**What is being asked:**
Could every line below be written out exactly as it appears?

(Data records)
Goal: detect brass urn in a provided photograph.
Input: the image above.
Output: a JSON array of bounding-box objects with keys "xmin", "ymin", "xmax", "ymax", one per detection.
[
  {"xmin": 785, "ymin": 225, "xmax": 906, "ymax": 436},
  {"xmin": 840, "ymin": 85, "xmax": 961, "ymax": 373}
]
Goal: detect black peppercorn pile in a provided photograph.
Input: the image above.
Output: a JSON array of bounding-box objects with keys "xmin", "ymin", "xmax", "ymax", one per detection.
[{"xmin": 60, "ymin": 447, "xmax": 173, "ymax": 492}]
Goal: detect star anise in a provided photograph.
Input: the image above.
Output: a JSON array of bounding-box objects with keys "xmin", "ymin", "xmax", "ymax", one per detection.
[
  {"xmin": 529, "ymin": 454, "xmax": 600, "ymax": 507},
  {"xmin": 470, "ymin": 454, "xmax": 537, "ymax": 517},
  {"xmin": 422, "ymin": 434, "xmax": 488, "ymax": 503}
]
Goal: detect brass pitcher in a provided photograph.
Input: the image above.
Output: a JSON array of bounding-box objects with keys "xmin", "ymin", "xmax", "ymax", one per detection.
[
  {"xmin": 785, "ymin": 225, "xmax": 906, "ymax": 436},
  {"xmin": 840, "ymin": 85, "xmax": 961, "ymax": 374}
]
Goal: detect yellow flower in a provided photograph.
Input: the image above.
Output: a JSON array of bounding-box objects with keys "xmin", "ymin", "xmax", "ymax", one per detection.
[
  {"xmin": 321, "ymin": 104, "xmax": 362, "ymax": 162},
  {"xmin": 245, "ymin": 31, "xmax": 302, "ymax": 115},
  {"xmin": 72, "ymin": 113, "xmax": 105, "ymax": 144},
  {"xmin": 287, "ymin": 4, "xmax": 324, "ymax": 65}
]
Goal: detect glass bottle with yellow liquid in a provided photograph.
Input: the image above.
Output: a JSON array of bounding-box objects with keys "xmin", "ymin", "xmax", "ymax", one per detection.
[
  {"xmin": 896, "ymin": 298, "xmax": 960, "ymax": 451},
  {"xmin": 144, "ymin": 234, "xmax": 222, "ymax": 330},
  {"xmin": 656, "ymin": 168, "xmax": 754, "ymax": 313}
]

**Result of the task:**
Goal: detect brass urn in a provided photograph.
Input: the image above.
Output: a JSON array of bounding-box objects with keys "xmin", "ymin", "xmax", "ymax", one per detection.
[
  {"xmin": 785, "ymin": 225, "xmax": 906, "ymax": 436},
  {"xmin": 840, "ymin": 85, "xmax": 961, "ymax": 373}
]
Goal: detect black peppercorn pile in a provided photograph.
Input: the image above.
Output: a JSON array of bounding-box objects with keys "xmin", "ymin", "xmax", "ymax", one per detection.
[{"xmin": 60, "ymin": 447, "xmax": 173, "ymax": 492}]
Goal: detect star anise in a provided photograph.
Input: the image above.
Output: a JSON array of bounding-box objects with keys "xmin", "ymin", "xmax", "ymax", one per detection.
[
  {"xmin": 529, "ymin": 454, "xmax": 600, "ymax": 507},
  {"xmin": 470, "ymin": 454, "xmax": 537, "ymax": 517},
  {"xmin": 422, "ymin": 434, "xmax": 488, "ymax": 503}
]
Goal: detect brass pitcher in a provided photograph.
Input: the image above.
Output: a JSON array of bounding-box objects with keys "xmin", "ymin", "xmax", "ymax", one per detection.
[
  {"xmin": 785, "ymin": 225, "xmax": 906, "ymax": 436},
  {"xmin": 840, "ymin": 85, "xmax": 961, "ymax": 374}
]
Goal: detect yellow flower in a provided photograph.
Input: the image above.
Output: a JSON array of bounding-box objects with keys "xmin", "ymin", "xmax", "ymax", one per detection.
[
  {"xmin": 321, "ymin": 104, "xmax": 362, "ymax": 162},
  {"xmin": 245, "ymin": 31, "xmax": 302, "ymax": 115},
  {"xmin": 72, "ymin": 113, "xmax": 105, "ymax": 144},
  {"xmin": 287, "ymin": 4, "xmax": 324, "ymax": 65}
]
Goal: detect glass bottle with yellow liquid in a provided photograph.
Input: the image above.
Output: a JSON array of bounding-box objects with keys "xmin", "ymin", "xmax", "ymax", one per detection.
[
  {"xmin": 896, "ymin": 298, "xmax": 960, "ymax": 451},
  {"xmin": 144, "ymin": 234, "xmax": 222, "ymax": 330},
  {"xmin": 656, "ymin": 168, "xmax": 754, "ymax": 313}
]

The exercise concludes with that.